GIVEN TEXT:
== == ==

Today because of technological development, the types of electric and electronic equipments and producing of them are increasing and as a result of this, rapid consumption is also gaining speed. The decreasing costs and increasing availability of electronic products of all kinds, including mobile phones, audio and video equipment, and personal computers and their accessories, coupled with advances in technology that rapidly make these products obsolete, produce a large amount of electronic wastes in the trash (Molto et al., 2009). In the direction of small waste electronic equipments, the amount of waste which increase gradually and complex structure of this wastes have an important problem. The United Nations Environment Program prediction that the world production is between 20 to 50 m tonnes each year, comprising more than 5% of all municipal solid waste (Cobbing, 2008). In Europe the rise of e-waste is faster than that of municipal wastes and by year 2015 this growth can reach 12 million tons (J. Churchman-Davies, 2002).

== == ==

EXERCISE PROMPT:
Answer these questions from the e-waste text:
1. Which electronic products does the text name as examples?
2. What yearly range of world production does the United Nations Environment Program predict?
3. What amount could the growth in Europe reach by 2015?

INFORMATION GIVEN:
== == ==

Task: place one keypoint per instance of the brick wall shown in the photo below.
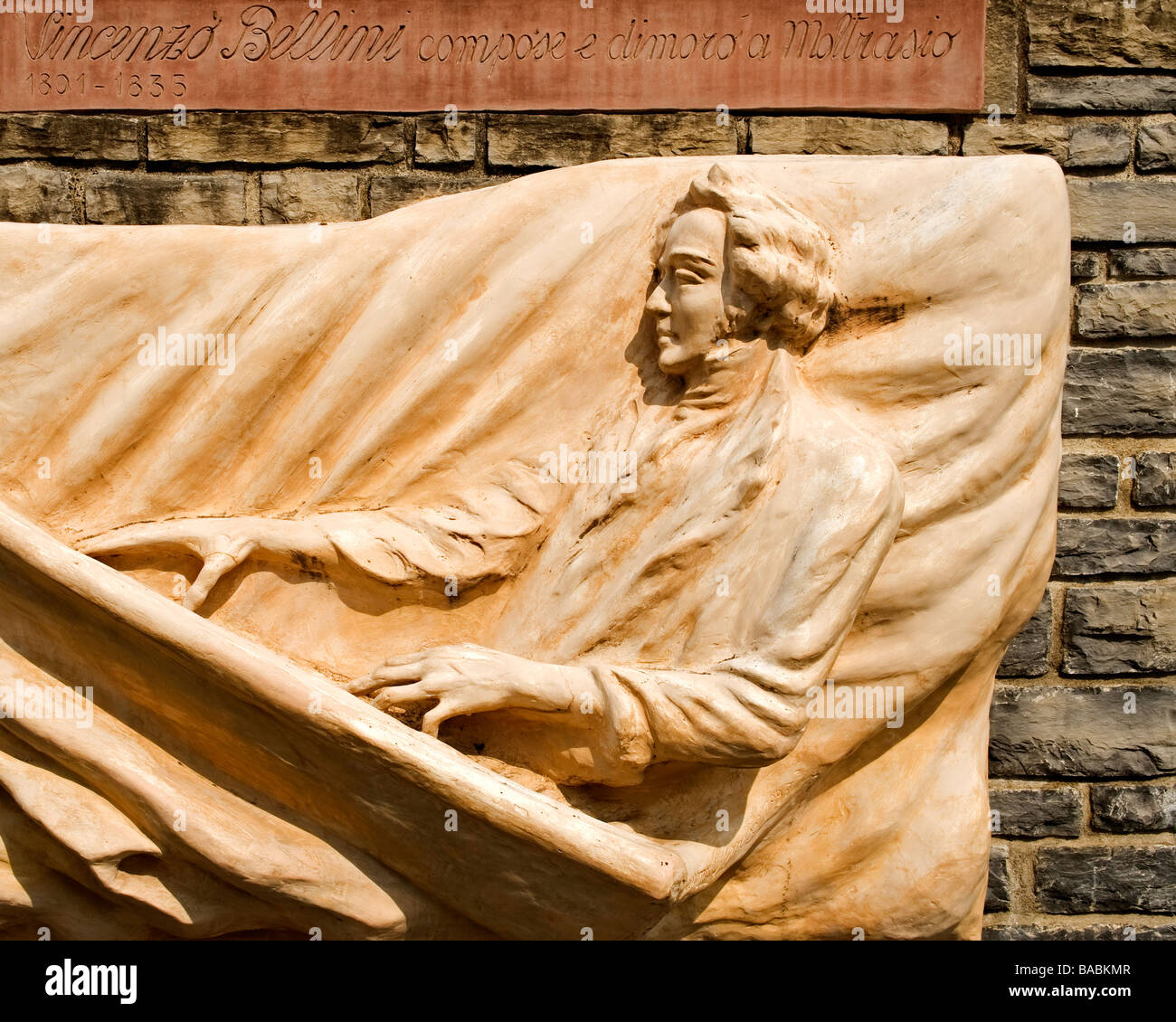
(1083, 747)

== == ==

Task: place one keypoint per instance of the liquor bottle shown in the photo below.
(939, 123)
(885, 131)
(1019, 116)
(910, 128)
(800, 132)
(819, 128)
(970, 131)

== == ==

ANSWER TO THIS PROBLEM:
1. Mobile phones, audio and video equipment, and personal computers and their accessories.
2. Between 20 and 50 m tonnes each year, more than 5% of all municipal solid waste.
3. 12 million tons.